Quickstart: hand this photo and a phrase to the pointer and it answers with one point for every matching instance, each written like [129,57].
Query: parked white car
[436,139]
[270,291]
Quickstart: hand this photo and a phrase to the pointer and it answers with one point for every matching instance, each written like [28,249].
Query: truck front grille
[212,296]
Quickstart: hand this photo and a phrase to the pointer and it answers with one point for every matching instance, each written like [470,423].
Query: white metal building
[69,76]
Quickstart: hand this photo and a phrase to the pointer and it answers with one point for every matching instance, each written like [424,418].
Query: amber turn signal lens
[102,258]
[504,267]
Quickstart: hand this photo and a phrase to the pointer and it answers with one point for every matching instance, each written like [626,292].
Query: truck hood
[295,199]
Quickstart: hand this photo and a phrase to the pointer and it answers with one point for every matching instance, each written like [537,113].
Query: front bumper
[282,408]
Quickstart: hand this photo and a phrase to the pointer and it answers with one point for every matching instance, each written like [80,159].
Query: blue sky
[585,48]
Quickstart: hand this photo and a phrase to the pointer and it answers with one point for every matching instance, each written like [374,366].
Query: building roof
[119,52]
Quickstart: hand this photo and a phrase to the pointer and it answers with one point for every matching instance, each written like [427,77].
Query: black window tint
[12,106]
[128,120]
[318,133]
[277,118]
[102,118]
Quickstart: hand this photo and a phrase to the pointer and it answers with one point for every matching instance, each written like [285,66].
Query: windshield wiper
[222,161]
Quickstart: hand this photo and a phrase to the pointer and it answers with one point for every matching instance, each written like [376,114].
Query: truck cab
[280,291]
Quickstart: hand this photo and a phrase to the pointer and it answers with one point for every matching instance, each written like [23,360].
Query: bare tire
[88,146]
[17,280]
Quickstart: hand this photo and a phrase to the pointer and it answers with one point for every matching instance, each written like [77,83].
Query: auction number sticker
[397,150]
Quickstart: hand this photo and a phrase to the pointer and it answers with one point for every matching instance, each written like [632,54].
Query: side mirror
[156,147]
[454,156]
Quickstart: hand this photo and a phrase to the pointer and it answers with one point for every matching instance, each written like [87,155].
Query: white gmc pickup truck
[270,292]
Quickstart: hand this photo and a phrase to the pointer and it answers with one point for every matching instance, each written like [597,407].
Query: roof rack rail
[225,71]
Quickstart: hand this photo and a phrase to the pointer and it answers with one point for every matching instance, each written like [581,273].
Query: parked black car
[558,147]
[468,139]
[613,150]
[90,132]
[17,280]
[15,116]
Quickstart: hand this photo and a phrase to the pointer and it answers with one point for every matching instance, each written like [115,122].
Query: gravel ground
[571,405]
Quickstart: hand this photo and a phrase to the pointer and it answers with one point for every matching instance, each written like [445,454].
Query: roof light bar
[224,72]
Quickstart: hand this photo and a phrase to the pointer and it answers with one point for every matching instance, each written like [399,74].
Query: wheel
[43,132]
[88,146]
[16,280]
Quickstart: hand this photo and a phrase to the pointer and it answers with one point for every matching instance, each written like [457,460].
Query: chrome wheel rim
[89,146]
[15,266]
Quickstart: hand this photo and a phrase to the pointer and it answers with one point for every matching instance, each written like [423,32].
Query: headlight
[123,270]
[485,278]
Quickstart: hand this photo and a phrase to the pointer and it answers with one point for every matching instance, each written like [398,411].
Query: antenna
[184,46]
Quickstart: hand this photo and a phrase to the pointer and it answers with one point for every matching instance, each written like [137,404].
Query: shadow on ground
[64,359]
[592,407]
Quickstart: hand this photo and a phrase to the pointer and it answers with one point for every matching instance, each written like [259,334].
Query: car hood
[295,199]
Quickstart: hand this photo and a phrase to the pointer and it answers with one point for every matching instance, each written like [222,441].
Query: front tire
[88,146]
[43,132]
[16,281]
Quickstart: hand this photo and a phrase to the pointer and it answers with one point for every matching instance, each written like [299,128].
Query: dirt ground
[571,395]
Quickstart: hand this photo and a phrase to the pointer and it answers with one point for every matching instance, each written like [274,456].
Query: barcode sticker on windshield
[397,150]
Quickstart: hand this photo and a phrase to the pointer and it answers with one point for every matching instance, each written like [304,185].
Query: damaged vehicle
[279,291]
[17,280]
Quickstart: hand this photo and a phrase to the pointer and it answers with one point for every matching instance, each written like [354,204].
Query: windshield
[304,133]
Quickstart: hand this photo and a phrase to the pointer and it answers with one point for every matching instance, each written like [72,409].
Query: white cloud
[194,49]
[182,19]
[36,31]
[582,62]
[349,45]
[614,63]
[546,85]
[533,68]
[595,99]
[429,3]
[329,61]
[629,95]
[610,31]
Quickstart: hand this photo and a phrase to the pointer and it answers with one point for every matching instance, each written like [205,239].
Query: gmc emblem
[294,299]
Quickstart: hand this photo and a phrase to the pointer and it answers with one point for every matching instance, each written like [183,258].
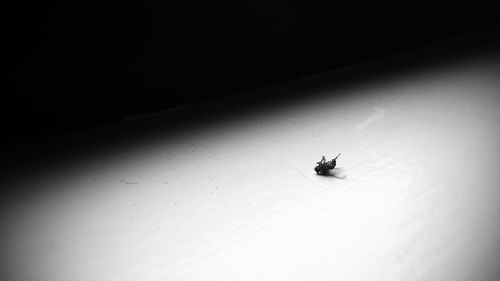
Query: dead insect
[324,167]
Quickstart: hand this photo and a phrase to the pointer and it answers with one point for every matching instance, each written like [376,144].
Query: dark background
[80,64]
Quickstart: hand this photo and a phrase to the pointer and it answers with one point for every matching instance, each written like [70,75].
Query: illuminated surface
[240,200]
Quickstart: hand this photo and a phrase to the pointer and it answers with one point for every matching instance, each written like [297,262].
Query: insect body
[324,166]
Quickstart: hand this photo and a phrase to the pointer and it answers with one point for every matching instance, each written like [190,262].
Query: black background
[79,64]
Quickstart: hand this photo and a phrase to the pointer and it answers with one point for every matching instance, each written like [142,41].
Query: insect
[324,167]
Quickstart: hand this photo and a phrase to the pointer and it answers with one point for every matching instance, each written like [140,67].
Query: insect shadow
[338,173]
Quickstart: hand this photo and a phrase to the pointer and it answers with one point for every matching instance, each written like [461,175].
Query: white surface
[240,201]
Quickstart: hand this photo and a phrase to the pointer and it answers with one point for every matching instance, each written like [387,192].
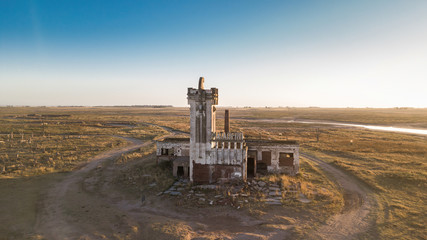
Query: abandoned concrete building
[210,155]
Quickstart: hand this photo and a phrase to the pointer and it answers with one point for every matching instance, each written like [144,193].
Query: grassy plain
[393,165]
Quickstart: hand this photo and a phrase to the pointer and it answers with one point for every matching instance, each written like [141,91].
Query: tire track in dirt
[358,203]
[52,222]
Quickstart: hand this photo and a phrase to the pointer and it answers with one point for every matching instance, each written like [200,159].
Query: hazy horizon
[329,54]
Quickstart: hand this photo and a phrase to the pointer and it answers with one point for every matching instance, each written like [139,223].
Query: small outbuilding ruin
[210,155]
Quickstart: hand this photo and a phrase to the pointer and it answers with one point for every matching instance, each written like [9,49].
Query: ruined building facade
[211,155]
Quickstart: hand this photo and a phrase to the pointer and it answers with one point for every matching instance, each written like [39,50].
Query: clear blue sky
[258,53]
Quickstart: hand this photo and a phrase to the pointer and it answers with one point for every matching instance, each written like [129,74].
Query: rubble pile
[236,194]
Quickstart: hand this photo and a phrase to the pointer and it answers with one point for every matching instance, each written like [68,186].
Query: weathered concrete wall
[289,166]
[174,150]
[211,173]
=====
**Directions for this task:** Reproduce verbatim only the segment of the listing bounded by the line containing "written like [626,292]." and the line containing "written like [374,366].", with both boundary lines included.

**Written response:**
Quickstart: hand this photo and a phrase to the pointer and it answers with one point for every matching instance, each written like [626,292].
Query: truck hood
[295,199]
Quickstart: hand this photo and a phrase to the pointer and it answers with one point for every matching instance, each written like [537,113].
Query: front bumper
[282,408]
Quickstart: hand this photo and a phrase to the pointer and it answers with one point for every matching instance, each written like [80,159].
Query: blue sky
[585,48]
Quickstart: hand this photo and a phrase to the pointer and it answers with one point for every matching instance, each written like [374,366].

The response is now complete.